* **What is asked**: Rewrite the listing from its start up to and including the line with "[(156, 62)]", shifting every answer coordinate by -106. Leave the pictures out.

* **Data provided**:
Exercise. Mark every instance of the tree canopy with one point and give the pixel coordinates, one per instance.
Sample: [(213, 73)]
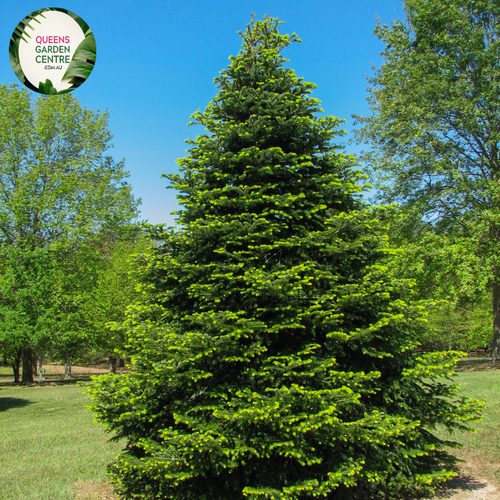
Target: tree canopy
[(272, 357), (60, 194)]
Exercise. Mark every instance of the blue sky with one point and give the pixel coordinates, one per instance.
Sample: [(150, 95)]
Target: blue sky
[(156, 62)]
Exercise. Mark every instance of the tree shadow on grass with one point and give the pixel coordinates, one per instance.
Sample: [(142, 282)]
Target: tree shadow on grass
[(9, 403)]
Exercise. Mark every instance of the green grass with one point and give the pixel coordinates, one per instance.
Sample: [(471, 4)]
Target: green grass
[(48, 443)]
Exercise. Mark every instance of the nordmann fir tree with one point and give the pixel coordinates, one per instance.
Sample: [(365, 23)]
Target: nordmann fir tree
[(271, 358)]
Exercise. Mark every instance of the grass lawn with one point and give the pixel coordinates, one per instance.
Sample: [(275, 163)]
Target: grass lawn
[(50, 449)]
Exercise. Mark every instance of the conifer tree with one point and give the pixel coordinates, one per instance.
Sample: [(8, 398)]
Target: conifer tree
[(272, 358)]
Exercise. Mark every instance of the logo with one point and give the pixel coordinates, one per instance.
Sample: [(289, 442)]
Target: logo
[(52, 51)]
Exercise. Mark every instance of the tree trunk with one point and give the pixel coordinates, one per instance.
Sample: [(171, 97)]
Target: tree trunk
[(67, 368), (495, 346), (40, 366), (27, 377)]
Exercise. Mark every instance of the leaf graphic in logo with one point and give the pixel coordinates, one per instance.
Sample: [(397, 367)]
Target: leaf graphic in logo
[(83, 60)]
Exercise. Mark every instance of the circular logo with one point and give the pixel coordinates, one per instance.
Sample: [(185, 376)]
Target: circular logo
[(52, 51)]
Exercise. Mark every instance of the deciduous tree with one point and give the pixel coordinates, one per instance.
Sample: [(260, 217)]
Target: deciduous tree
[(59, 192), (272, 356)]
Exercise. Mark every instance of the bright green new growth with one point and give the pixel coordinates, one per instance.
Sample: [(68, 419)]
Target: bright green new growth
[(272, 358)]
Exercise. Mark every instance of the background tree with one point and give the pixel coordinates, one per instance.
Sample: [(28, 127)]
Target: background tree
[(58, 191), (434, 126), (271, 356)]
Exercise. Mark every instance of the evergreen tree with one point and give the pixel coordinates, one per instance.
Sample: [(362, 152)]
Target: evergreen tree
[(272, 358)]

* **Reply**:
Exercise. Mark every instance of the tree canopy with one point and give the pixel coordinates, one per instance.
Sample: [(213, 73)]
Target: tree canopy
[(166, 251), (-46, 88)]
Exercise. Mark every instance of the blue sky with one point and give the pixel coordinates, one per instance.
Sample: [(150, 95)]
Target: blue sky
[(50, -44)]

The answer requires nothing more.